Collected data

_ _ _ _

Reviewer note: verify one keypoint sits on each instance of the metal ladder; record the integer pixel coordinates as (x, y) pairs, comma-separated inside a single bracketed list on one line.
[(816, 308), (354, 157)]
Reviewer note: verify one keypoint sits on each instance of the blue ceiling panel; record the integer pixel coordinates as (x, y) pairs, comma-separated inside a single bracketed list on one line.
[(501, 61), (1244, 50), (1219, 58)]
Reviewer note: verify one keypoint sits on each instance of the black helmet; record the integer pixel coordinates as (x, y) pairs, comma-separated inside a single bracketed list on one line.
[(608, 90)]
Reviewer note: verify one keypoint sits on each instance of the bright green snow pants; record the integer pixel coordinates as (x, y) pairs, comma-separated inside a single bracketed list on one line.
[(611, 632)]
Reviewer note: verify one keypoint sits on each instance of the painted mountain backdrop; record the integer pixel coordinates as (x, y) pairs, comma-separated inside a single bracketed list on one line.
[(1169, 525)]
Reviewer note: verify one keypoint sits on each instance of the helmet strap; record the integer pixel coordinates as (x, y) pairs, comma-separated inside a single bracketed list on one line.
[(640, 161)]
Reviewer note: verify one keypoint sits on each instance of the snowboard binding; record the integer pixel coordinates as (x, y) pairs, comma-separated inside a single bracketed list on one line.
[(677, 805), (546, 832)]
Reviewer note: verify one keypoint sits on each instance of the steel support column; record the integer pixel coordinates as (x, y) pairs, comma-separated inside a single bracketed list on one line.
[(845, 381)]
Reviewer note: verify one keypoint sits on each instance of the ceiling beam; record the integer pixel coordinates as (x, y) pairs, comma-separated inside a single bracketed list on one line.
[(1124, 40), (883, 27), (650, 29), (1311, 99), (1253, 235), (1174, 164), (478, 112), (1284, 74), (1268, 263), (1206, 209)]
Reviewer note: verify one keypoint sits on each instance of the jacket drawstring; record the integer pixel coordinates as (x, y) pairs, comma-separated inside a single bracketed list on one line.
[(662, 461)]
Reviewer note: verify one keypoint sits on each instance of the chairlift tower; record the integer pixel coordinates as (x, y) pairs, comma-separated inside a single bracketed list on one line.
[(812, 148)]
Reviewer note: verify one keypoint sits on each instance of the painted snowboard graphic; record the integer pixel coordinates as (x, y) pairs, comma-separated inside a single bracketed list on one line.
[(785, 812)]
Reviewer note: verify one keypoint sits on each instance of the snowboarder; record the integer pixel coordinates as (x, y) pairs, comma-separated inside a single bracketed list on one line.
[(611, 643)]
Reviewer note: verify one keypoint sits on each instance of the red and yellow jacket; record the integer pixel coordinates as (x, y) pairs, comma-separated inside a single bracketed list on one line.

_ _ _ _

Every record must be transcribed precisely, down to the last character.

Your solution
Reviewer note: verify one keypoint sits on each instance of the metal ladder; record the integer pixel coordinates as (x, y) pairs, comma-separated inside a single bracketed list on one line.
[(816, 308), (354, 157)]
Reviewer note: verify one keypoint sits on each instance of the blue ceiling panel; record the integer pixel coordinates as (x, y) pairs, comma-separated inside a single bracketed list on one line.
[(501, 61), (1244, 50), (1219, 58)]
Reviewer note: verify one keypoint sits on each instance of the black helmet; record the integer pixel coordinates as (x, y) pairs, comma-separated inside a single bracketed list on one line.
[(608, 90)]
Reviewer note: verify one keypoint sits on each instance of the bright green snow pants; record the integer pixel coordinates as (x, y) pairs, comma-separated inside a single bracketed list on one line.
[(611, 632)]
Reviewer note: verify one keypoint sits on each instance of the painted mountain backdrop; record the integer pixel coordinates as (x, y) pairs, comma-separated inside a single bracketed list on one line.
[(1169, 525)]
Reviewer note: verify one keypoint sits on each instance of the helmet strap; record the integer pixel coordinates as (x, y) pairs, comma-separated inside a single bracketed list on one line.
[(640, 161)]
Reviewer note: verify one keypoint sits on each instance of the snowboard binding; record the integer pixel coordinates as (x, y) pairs, comma-separated inside a single bracketed list on one line.
[(677, 805), (546, 832)]
Reviewer note: verify one keypoint sits on each instance of the steel support column; record the integer pixel coordinates as (x, y) pairs, comma-separated inside a single bracketed list on one line.
[(845, 381)]
Reviewer note: verify one keypoint sits on each instance of the ceiling beam; record the integer pixel coordinates as (x, y) pairs, comma-separated inside a single bracketed list on one line.
[(1124, 40), (883, 27), (650, 29), (1311, 99), (1253, 235), (1174, 164), (478, 112), (1284, 74), (1268, 263), (1206, 209)]
Reviewer note: verify one keypoint sits on each instance of the jacket drawstring; record the integer pixel coordinates as (x, y) pairs, comma-separated inside a single bracketed list on one line.
[(662, 461)]
Reviewer note: verify one keypoint sits on each instance of the chairlift tower; record the integer pixel coordinates as (x, y) pairs, comma-separated inside a single bracketed list on one line.
[(812, 148)]
Reviewer note: verify one keypoint sits on each instance of the painted snowboard graphic; record the integer pixel coordinates as (x, y) pairs, comma-separated inside a single bracketed list on one line.
[(785, 812)]
Reviewer note: verify one keypoint sits on each instance of the snowboarder; record the integer pixel coordinates as (x, y) pairs, comma-separated inside a single bracketed list on one line.
[(611, 643)]
Reviewer note: verify one keypoint sits on each instance of the red and yellow jacket; record the integer pixel coordinates as (x, y) pairs, comma-separated inside a single bracketed list on one line.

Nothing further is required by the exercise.